▶ _TEXT SECTION_
■ ■ ■
# What does is cost you?



## fatback joe (Aug 19, 2008)

How much do you figure it costs you in fuel for an average cook?........let's say to cook one butt for this example.  

The recent thread about finishing a butt in the oven and a comment or two on it being more economical to move it into the oven made me think about this. 

As most of you know, that have been around here for a bit, I don't finish anything in the oven as a matter of principle, "what starts in the smoker finishes in the smoker".........but that line of thinking aside, I honestly think that it is cheaper for me to finish in the smoker......atleast in the summer months.

In the summer months here, I run around $400 a month for an electric bill. 
	

	
	
		
		



		
			






  If I moved the cook to the oven that would add to it in electric cost by oven usage (which would probably not be much) but it adds to the heat in the house and I can tell a difference in trying to keep the house cool and that really adds up around here.

Now as far as my smoker goes.   I cook damn near everything in my Stumps GF223.  If you are not familiar with them, they really are amazing IMO.   It takes a bit to get them up to temp, but after that, they stay dead on and hold the heat with very little charcoal usage.  I generally use Royal Oak lump since it is readily available and a decent product.  I can usually get a bag for about about $5.50..........I probably use about 2/3 of a bag for an average butt cook of around 12 hours start to finish at 250 degrees.................
■ ■ ■
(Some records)
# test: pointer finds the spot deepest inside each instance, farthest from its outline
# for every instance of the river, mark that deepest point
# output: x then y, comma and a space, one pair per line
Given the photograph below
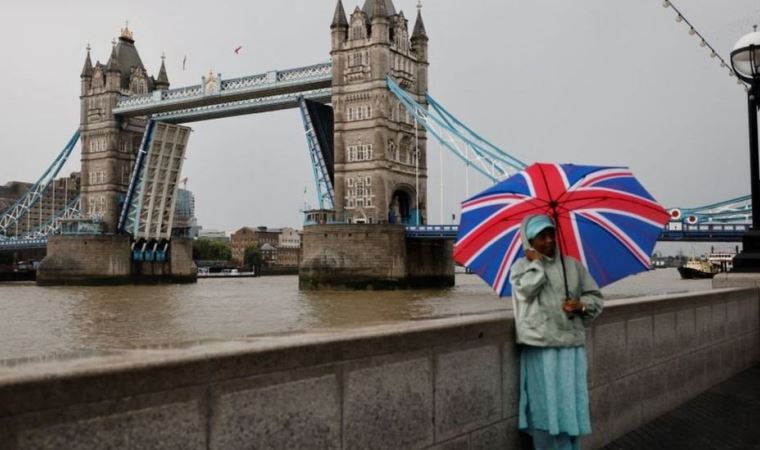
64, 322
■ ■ ■
▶ _LIST OF TASKS_
1. Based on the thread on cooking costs, state whether each of the following statements agrees with the text: (a) the poster's electric bill in the summer months is around $400 a month; (b) the poster finishes butts in the oven to save money; (c) the poster uses about half a bag of lump charcoal for an average butt cook. Answer yes or no for each, quoting the deciding words of the text.
2. Reproduce the passage of the thread on cooking costs between "# What does" and "for this example.", inclusive, revising it so that "charcoal" replaces "fuel".

▶ _SOLUTIONS BY TASK_
1.
(a) Yes: "In the summer months here, I run around $400 a month for an electric bill."
(b) No: "I don't finish anything in the oven as a matter of principle"
(c) No: "I probably use about 2/3 of a bag for an average butt cook"

2.
# What does is cost you?



## fatback joe (Aug 19, 2008)

How much do you figure it costs you in charcoal for an average cook?........let's say to cook one butt for this example.